Written tasks
[a] Answer these questions using the article below about Dr. Frankel's impressions of Palestine:
(i) What position did Dr. Lee K. Frankel hold?
(ii) Who conducted the interview with Dr. Frankel?
(iii) In which building was Dr. Frankel's office?
[b] Reproduce word for word the passage of the article below about Dr. Frankel's impressions of Palestine, from "September 18, 1927" up to and including "Zionist publicity department.".

Quoted passage
• • •
Search JTA's historical archive dating back to 1923

Dr. Frankel Relates Some of His Palestine Impressions Gathered on Survey

September 18, 1927
See Original Daily Bulletin From This Date
Advertisement

Dr. Lee K. Frankel chairman of the American section of the Joint Palestine Survey Commission, enunciated his reasons for declining to make a statement on the reports emanating from Palestine that he will propose the raising of a $50,000,000 loan for Palestine under the aegis of the Jewish Agency.

A release of the Zionist Organization of America quotes Dr. Frankel in an interview which he granted to Henry Montor of the Zionist publicity department.

“Palestine is the most fascinating country under the sun because of its contrasts.” Dr. Frankel stated’

“And you never made the statement that was ascribed to you that you were in favor of raising a $50,000,000 loan for Palestine?” Mr. Montor asked Dr. Frankel.

“It wasn’t derision that greeted my query.” Mr. Montor comments in his interview, “merely tolerance, in resigned recognition of the situation in which Dr. Frankel found himself which carried with it all the attendant exaggerations and misconceptions which he was helpless to prevent. Only a negative nod of the head answered my question, as he swung on his chair in his office in the Metropolitan Tower, and reached for some notes be had made on his trip to Palestine.”

“If I could only convey adequately to everyone concerned how harmful to the best interests of Palestine have been the impressions pro and con which have been broadcasted by every traveler who has returned from a casual stay in Palestine.” Dr. Frankel said. “Statements on the infinite possibilities of Palestine’s economic, agricultural and industrial resources have been as inimical to an actual under-standing and acceleration of the progress of the country as the impressions gathered after a few weeks’ stay that the establishment in Palestine of any tangible Jewish settlement was doomed because of the poverty of the country.”

But this unwillingness to commit himself on the intentions, prospects, and conditions of the report to be presented by the commission of experts in the near future did not dull Dr. Frankels enthusiasm for the idealism which animates the Jewish pioneers in Palestine, the interviewer goes on. He was particularly intrigued by the sight of men and women, college graduates, who toiled in the agricultural colonies, buoyed up by a deep faith in the land which they were cultivating which took itself for granted.

“When I asked one of the women who had just returned from a hard day’s work in the field whether she was happy,” Dr. Frankel said, “she looked at me as though amazed at the question. She didn’t answer ‘yes’ in a spiritless voice, as though trying to stem off the solicitude of a stranger, but almost with a shrug of the shoulder as though she could not conceive of any one’s donbting her patent happiness.”
• • •
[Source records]
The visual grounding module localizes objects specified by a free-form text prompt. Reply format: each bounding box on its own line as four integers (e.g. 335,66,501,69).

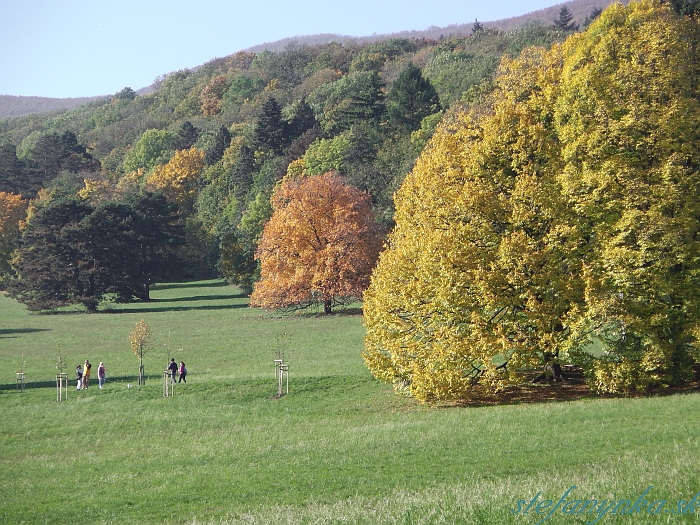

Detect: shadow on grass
98,301,248,314
149,293,247,303
0,372,178,391
151,281,230,291
0,328,51,339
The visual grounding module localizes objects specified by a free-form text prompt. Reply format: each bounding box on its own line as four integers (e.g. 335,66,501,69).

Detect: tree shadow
149,293,247,304
102,303,248,314
0,372,175,391
151,281,231,291
0,328,51,339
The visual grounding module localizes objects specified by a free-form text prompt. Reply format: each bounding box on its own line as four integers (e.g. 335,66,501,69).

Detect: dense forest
0,2,687,316
0,13,596,309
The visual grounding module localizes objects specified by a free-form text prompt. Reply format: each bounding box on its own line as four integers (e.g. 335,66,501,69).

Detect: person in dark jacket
168,357,177,383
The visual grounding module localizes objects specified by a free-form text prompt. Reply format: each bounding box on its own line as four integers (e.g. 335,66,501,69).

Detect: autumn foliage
251,173,382,313
0,192,28,281
364,0,700,400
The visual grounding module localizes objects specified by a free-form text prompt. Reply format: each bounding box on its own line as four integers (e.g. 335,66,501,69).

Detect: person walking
168,357,177,383
83,359,92,390
97,361,105,390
• • •
Answers for the exercise
[a]
(i) Chairman of the American section of the Joint Palestine Survey Commission
(ii) Henry Montor of the Zionist publicity department
(iii) The Metropolitan Tower

[b]
September 18, 1927
See Original Daily Bulletin From This Date
Advertisement

Dr. Lee K. Frankel chairman of the American section of the Joint Palestine Survey Commission, enunciated his reasons for declining to make a statement on the reports emanating from Palestine that he will propose the raising of a $50,000,000 loan for Palestine under the aegis of the Jewish Agency.

A release of the Zionist Organization of America quotes Dr. Frankel in an interview which he granted to Henry Montor of the Zionist publicity department.